TEXTE DE TRAVAIL:
Bruxelles a interdit mercredi la fusion entre le français Alstom et l’allemand Siemens au grand dam de Paris et Berlin, fervents partisans de la création d’un champion européen du ferroviaire pour faire face à la concurrence chinoise.
« La Commission a interdit la concentration parce que les entreprises n’étaient pas disposées à remédier aux importants problèmes de concurrence que nous avons relevés », a déclaré Margrethe Vestager, commissaire chargée de la Concurrence, lors d’une conférence de presse à Bruxelles. « En l’absence de mesures compensatoires suffisantes, cette concentration aurait entraîné une hausse des prix pour les systèmes de signalisation qui assurent la sécurité des passagers et pour les futures générations de trains à très grande vitesse », a ajouté la Danoise.
Cette décision était largement attendue. Grillant la politesse à l’exécutif européen, le ministre français des Finances, Bruno le Maire, a confirmé mercredi matin ce que tout le monde supputait. « Je crois que les jeux sont faits », a affirmé le ministre sur France 2, parlant d’une « erreur économique » qui « va servir les intérêts » de la Chine.
Seules 30 fusions sur 6 000 bloquées en 30 ans
Margrethe Vestager s’était inquiétée à maintes reprises des effets du rapprochement Siemens/Alstom. Il réduirait le nombre d’industriels rivaux dans l’Union, ce qui risquerait de faire monter les prix des trains pour les compagnies ferroviaires, et celui des billets pour les consommateurs. La Commission européenne, qui dispose depuis 1989 d’un droit de veto sur les grands projets de fusion, n’en a pas souvent fait usage. En près de trente ans, plus de 6000 fusions ont été approuvées et moins d’une trentaine ont été bloquées.

ÉNONCÉ DU PROBLÈME: Poursuivez l'article sur le veto de Bruxelles à la fusion Alstom-Siemens après sa dernière phrase. Le matériel qui suit est sans lien avec l'article.

Descriptions libres des objets:
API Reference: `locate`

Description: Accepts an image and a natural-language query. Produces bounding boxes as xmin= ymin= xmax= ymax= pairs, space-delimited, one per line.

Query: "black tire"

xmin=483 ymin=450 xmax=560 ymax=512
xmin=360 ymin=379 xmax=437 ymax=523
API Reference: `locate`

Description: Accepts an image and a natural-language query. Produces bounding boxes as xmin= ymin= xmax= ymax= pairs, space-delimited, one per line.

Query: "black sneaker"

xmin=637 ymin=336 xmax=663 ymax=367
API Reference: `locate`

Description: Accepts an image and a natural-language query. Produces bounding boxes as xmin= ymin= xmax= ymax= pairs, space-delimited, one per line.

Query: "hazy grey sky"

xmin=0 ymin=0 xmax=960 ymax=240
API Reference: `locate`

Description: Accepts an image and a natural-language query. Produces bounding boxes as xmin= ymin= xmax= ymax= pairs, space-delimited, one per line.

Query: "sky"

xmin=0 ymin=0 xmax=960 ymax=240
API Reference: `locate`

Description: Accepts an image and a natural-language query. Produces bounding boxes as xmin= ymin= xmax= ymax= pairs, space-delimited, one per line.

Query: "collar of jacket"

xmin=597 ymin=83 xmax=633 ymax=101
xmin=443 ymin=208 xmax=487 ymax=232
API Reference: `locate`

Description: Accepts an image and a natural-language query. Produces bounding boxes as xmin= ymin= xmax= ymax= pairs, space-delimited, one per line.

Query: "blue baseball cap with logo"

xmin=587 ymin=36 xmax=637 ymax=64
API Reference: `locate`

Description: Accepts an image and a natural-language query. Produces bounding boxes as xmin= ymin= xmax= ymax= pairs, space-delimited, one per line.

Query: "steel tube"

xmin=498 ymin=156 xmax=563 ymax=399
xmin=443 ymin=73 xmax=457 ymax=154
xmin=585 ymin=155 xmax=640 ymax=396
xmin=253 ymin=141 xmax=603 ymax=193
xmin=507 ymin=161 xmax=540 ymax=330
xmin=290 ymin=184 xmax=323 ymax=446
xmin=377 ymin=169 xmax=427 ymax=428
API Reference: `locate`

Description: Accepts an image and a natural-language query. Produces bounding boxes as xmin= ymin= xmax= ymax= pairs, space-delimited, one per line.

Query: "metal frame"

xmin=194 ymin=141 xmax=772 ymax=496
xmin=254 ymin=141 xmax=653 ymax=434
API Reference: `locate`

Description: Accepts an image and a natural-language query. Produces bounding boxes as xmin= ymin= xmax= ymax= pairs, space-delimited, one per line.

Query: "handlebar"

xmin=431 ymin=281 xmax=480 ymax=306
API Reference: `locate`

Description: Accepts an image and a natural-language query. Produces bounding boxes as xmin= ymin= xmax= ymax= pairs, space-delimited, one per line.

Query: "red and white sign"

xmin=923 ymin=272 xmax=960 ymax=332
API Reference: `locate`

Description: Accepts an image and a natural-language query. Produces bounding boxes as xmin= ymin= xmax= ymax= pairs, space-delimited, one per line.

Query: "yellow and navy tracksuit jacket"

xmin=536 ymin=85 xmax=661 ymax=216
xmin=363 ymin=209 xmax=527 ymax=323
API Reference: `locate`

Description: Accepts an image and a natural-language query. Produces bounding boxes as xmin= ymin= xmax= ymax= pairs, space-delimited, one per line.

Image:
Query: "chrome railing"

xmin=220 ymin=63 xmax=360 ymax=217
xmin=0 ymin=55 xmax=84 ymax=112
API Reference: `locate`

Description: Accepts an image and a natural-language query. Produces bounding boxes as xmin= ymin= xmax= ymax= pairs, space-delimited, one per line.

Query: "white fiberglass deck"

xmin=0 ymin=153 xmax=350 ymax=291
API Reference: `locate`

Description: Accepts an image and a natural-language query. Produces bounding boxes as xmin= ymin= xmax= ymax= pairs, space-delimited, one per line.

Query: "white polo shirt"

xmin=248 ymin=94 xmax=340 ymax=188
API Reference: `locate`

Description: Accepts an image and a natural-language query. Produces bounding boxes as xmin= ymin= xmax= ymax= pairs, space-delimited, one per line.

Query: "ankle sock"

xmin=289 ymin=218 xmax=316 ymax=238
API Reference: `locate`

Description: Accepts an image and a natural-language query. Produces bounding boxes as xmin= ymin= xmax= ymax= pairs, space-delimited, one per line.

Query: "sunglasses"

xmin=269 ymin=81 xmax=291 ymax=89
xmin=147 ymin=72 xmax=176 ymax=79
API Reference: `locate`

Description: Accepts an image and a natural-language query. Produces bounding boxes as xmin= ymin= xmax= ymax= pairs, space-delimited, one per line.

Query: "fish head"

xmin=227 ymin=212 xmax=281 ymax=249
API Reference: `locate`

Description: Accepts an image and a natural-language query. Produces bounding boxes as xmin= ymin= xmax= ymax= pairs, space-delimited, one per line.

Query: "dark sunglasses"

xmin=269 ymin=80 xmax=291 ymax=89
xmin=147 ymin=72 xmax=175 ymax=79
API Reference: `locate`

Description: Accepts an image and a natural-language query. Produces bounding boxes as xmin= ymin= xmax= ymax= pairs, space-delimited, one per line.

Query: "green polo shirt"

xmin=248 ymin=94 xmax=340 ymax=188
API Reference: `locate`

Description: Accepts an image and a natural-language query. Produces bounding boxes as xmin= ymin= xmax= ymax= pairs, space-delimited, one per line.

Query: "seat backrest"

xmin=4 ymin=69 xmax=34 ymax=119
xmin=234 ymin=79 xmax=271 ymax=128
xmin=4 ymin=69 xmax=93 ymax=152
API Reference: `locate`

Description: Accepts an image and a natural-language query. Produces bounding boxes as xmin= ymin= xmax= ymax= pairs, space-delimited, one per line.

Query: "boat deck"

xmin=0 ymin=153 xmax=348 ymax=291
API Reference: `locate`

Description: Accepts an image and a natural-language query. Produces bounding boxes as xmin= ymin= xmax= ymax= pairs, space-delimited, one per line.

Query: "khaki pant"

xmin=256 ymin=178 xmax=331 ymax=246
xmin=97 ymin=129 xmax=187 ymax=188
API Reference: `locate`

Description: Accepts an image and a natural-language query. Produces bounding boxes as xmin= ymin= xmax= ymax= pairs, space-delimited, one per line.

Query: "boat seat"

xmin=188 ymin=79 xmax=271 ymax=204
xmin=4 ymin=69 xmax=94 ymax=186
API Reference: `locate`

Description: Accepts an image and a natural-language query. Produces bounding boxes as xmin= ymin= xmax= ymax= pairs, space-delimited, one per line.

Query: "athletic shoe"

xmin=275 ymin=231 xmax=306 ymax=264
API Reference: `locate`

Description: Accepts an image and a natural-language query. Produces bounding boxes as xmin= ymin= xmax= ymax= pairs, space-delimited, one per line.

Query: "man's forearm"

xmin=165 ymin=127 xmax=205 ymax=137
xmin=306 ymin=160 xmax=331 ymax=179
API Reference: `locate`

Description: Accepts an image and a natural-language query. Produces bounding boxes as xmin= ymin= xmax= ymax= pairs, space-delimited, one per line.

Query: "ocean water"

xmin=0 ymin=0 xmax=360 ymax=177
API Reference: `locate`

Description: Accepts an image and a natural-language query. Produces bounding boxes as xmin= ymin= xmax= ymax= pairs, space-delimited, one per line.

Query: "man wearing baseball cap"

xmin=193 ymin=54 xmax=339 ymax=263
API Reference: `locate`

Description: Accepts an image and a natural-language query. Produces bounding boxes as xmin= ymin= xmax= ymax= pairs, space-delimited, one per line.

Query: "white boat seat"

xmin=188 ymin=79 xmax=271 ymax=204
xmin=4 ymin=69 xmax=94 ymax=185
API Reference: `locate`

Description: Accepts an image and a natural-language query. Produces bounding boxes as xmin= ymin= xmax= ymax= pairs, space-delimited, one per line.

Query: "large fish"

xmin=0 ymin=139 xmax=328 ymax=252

RÉPONSE CI-DESSOUS:
Depuis le début de son mandat, fin 2014, Margrethe Vestager n’avait interdit que trois rapprochements, jusqu’à ce jour. Margrethe Vestager, autrefois encensée par le président français, Emmanuel Macron, pour son intransigeance vis-à-vis des GAFA, est devenue avec le dossier Alstom-Siemens la cible d’attaques plus ou moins directes de Paris et Berlin. Les deux capitales, comme les industriels, craignent la concurrence du chinois CRRC, numéro un mondial du ferroviaire né du rapprochement de deux entreprises d’Etat contrôlées par Pékin.
«À l’encontre des intérêts européens»
CRRC fabrique 200 trains à grande vitesse chaque année, et Siemens-Alstom 35, notait récemment Bruno Le Maire. Mardi, une source gouvernementale française a estimé que le veto attendu de Bruxelles était « symptomatique d’une certaine idéologie de la Commission qui va à l’encontre des intérêts européens », regrettant une interprétation des règles « extrêmement stricte » de la part de Bruxelles.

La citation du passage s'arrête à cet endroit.